Directions> Copy out every line below that contains the string "shirt". Letter case matters, so a line counts only if the string appears with the same capitalization.

Records for this exercise>
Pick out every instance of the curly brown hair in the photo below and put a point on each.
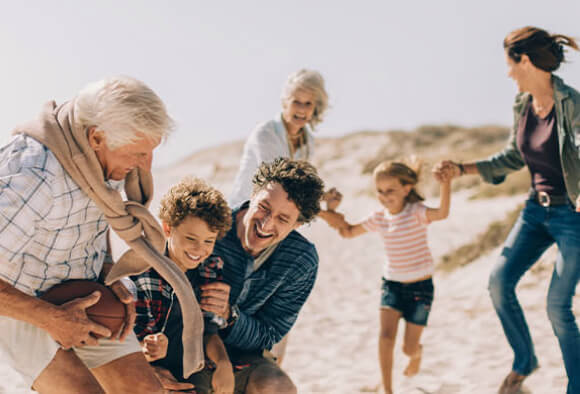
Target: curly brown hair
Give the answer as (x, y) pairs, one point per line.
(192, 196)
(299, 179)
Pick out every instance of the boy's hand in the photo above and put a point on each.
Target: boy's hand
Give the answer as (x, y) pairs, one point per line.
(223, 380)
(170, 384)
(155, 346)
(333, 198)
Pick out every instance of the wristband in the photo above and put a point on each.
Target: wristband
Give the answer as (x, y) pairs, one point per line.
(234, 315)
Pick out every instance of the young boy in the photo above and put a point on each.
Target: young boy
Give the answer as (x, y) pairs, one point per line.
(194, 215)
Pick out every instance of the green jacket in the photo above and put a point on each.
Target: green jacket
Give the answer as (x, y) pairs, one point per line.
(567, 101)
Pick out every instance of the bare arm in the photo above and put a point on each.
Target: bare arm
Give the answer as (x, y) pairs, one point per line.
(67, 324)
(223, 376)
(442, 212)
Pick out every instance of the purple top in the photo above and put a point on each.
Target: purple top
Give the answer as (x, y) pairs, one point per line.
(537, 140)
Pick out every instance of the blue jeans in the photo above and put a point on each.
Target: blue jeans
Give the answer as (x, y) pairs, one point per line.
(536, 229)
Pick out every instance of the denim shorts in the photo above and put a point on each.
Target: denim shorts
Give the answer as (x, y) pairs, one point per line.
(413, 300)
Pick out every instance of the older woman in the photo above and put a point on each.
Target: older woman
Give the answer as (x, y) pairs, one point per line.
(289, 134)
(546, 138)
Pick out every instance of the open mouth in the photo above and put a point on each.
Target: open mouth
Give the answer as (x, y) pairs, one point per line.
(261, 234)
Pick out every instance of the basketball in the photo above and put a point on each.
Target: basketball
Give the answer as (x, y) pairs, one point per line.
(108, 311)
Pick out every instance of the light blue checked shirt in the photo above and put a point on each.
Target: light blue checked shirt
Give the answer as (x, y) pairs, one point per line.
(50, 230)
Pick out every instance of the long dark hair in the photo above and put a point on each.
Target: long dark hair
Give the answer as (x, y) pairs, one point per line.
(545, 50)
---
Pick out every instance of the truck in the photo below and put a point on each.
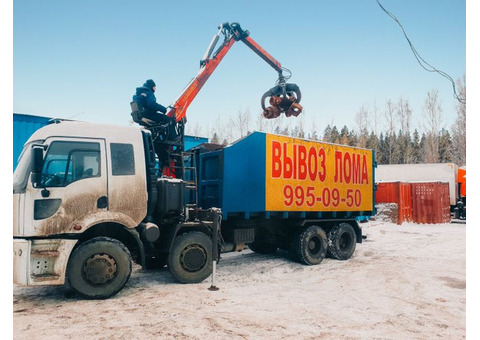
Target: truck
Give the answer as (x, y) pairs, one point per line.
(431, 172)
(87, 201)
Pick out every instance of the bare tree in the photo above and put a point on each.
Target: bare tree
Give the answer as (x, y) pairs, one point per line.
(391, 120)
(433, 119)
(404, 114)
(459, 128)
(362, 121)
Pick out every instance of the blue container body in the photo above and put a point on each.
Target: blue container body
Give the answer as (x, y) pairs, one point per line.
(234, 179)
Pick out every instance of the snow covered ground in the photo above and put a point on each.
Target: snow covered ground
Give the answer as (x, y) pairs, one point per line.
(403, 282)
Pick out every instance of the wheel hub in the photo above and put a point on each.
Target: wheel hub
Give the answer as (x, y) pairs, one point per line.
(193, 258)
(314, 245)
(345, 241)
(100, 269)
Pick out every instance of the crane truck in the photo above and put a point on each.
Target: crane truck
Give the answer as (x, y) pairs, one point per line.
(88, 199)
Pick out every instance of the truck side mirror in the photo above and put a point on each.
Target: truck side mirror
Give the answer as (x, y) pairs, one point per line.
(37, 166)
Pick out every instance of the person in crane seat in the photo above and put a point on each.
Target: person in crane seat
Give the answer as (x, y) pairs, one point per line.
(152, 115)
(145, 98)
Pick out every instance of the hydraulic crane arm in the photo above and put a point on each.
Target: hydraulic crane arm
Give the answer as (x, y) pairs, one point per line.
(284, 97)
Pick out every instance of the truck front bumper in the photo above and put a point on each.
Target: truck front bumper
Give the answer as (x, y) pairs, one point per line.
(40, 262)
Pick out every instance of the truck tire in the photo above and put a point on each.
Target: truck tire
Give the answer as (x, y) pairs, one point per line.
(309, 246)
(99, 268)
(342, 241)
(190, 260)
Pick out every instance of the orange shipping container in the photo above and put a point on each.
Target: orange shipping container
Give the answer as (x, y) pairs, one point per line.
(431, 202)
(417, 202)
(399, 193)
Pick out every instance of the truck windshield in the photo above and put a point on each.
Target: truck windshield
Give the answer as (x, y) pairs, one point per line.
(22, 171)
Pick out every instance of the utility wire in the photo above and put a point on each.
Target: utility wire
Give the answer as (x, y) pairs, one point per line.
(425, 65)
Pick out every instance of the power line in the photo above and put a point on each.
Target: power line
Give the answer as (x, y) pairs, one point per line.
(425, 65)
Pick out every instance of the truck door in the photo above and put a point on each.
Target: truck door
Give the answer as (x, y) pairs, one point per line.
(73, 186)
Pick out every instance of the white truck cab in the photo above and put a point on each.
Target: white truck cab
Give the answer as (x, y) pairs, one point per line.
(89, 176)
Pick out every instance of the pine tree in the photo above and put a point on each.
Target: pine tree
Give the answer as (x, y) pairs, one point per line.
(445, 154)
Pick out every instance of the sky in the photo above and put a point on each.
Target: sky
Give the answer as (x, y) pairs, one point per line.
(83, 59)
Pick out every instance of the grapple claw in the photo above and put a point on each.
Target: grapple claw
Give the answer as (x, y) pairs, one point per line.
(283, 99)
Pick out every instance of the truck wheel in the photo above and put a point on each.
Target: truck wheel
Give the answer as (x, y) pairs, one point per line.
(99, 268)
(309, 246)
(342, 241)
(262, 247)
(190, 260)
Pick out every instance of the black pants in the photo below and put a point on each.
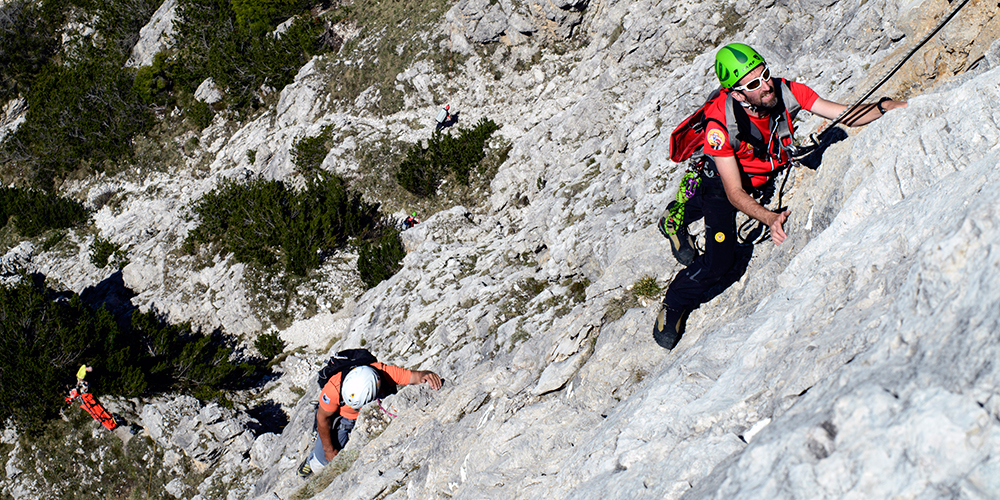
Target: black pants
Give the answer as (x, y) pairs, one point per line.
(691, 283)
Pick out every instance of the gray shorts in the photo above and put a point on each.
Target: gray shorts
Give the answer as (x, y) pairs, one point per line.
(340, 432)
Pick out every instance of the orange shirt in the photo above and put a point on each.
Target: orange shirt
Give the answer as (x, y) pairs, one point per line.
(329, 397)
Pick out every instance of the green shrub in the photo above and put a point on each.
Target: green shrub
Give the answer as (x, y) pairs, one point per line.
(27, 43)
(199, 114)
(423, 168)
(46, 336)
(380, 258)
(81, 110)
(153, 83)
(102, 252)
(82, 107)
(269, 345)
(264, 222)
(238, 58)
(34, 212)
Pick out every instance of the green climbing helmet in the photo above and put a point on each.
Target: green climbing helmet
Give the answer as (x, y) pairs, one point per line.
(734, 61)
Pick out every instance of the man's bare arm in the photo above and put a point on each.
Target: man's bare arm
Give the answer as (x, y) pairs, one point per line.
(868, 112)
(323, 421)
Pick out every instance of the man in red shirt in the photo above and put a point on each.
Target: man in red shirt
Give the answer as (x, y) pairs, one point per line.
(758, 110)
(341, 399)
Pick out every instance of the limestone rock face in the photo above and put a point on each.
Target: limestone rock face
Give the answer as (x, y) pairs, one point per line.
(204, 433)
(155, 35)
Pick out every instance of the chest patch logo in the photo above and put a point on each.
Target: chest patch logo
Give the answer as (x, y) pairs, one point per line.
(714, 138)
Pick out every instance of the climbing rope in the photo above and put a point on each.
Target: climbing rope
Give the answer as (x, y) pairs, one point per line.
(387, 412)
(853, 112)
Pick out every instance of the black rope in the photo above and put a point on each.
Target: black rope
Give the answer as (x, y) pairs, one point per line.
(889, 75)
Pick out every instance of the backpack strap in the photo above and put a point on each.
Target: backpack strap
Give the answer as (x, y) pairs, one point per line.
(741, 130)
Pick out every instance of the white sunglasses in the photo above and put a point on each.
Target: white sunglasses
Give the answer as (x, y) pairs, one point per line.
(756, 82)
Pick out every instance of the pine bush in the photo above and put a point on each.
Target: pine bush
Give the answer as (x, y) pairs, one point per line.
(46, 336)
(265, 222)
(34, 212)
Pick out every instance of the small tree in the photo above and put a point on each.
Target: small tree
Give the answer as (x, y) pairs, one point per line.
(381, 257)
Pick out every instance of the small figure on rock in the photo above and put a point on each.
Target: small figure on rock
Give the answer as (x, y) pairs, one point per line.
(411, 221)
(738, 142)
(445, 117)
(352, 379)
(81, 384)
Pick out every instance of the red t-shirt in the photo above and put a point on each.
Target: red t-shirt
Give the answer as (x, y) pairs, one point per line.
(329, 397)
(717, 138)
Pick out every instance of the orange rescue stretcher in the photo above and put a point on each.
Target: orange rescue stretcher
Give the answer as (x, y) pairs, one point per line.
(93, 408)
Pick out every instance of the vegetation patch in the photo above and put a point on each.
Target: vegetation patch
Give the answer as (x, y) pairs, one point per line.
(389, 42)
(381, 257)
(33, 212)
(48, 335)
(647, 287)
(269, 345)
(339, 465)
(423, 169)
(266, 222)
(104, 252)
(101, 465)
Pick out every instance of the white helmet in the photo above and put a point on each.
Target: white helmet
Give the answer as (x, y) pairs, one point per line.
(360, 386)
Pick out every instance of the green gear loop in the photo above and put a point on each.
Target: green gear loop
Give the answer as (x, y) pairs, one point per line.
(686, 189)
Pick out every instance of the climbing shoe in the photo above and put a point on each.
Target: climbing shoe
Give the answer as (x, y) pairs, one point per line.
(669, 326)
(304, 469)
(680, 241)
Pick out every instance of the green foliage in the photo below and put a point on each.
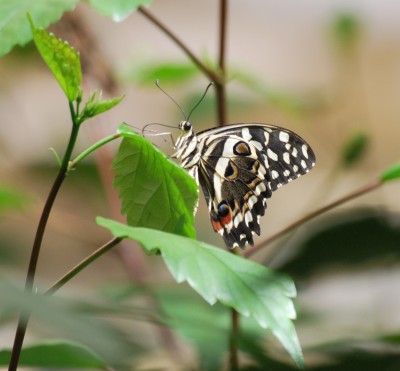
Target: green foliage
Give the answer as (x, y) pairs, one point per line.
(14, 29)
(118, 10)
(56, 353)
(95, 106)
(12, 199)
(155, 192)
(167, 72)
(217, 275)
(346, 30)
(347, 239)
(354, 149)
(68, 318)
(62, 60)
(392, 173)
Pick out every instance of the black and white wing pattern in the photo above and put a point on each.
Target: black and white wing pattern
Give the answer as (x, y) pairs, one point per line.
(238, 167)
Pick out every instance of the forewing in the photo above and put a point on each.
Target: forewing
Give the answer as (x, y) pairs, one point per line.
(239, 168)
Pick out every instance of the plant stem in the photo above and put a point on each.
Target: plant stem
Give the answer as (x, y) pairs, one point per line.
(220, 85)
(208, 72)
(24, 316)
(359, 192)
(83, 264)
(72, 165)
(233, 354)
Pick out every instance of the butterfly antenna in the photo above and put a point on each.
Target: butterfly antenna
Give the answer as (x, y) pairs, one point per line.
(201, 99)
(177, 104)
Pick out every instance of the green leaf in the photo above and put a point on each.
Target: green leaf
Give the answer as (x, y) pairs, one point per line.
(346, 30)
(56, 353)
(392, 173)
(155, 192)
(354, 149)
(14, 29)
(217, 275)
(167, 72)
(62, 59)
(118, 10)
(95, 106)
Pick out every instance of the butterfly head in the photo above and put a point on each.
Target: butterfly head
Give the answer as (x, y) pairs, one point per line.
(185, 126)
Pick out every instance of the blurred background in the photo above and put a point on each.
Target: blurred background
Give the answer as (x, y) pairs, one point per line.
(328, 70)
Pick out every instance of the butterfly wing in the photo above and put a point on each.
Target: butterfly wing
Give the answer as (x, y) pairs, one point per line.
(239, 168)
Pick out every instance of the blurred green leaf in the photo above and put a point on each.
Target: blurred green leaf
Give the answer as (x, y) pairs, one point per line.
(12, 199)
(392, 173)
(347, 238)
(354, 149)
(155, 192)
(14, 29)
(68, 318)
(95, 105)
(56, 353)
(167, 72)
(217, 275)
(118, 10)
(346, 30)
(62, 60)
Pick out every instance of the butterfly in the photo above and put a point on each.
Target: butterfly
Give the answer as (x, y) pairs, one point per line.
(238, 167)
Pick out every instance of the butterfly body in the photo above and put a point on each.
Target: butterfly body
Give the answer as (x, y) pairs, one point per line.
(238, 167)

Task output>
Pick out every instance of the light blue checked shirt in the photo above and put a point on each.
Target: light blue checked shirt
Pick out every instance of the orange shirt in the photo above and put a point on each.
Target: orange shirt
Pick out every instance of the man in red shirt in the photo above and put a point on each.
Target: man in red shirt
Pick out every instance of the red t-shirt in the photo above and put a point on each.
Target: red t-shirt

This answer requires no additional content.